- **Work instructions**
Arrange everything in the listing below from the line containing "of the group" down to the line containing "<point>525,332</point>", both included, as a Markdown table with the columns Row and Line. Number each line in the Row column, and leave out blank lines.

- **Record excerpts**
■ ■ ■
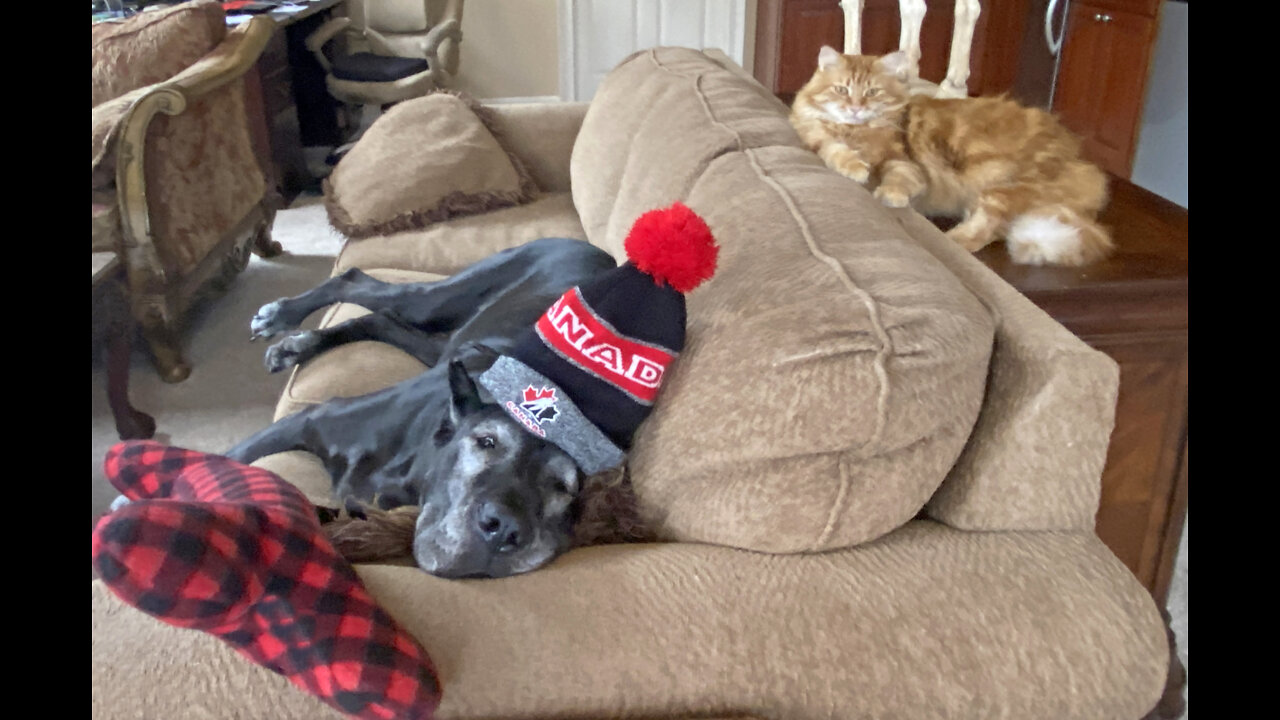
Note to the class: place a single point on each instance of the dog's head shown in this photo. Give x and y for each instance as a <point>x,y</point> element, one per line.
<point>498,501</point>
■ ■ ■
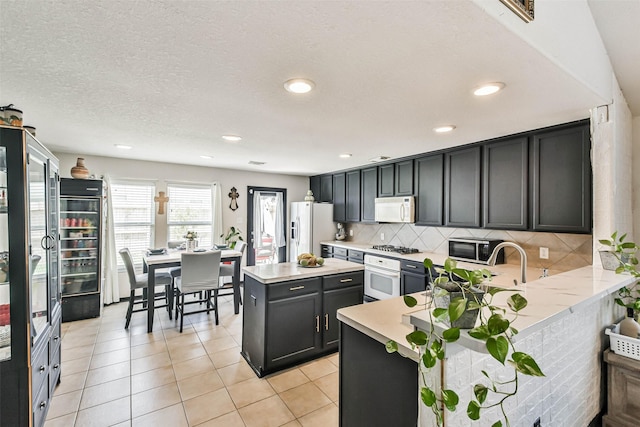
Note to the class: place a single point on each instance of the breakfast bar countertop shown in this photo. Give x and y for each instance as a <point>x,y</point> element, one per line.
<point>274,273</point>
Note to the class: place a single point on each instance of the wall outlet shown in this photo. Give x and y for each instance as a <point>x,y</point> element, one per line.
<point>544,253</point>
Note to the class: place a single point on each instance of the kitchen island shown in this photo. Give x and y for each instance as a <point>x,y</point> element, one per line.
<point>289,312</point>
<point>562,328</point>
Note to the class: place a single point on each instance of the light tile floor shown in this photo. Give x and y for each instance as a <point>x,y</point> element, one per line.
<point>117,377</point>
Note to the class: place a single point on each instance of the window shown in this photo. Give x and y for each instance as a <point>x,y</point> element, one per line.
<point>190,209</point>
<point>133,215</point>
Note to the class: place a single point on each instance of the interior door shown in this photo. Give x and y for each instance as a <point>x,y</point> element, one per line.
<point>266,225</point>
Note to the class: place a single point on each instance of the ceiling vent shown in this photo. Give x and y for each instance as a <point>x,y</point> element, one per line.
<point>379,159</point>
■ ■ ■
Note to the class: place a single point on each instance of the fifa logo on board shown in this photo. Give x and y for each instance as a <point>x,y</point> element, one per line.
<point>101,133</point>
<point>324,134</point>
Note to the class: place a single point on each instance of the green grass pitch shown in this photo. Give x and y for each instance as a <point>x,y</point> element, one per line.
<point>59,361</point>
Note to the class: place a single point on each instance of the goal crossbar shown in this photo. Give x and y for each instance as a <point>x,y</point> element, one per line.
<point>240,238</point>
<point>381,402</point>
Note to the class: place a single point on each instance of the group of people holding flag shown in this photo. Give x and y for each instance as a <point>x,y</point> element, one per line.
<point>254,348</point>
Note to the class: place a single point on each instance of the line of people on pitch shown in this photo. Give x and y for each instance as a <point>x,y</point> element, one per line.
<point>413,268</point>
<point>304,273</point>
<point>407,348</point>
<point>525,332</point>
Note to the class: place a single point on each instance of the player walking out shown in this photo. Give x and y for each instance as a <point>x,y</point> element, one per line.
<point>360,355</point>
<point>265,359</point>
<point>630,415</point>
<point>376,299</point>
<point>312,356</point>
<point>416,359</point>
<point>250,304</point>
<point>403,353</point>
■ ■ ■
- **Answer to the task**
| Row | Line |
|---|---|
| 1 | Note to the class: place a single point on each instance of the group of people holding flag shown in this photo. Give x and y for each instance as a <point>x,y</point> element, one per line. |
| 2 | <point>254,348</point> |
| 3 | Note to the class: place a single point on each instance of the line of people on pitch shown in this photo. Give x and y for each instance as a <point>x,y</point> element, one per line. |
| 4 | <point>413,268</point> |
| 5 | <point>304,273</point> |
| 6 | <point>407,348</point> |
| 7 | <point>525,332</point> |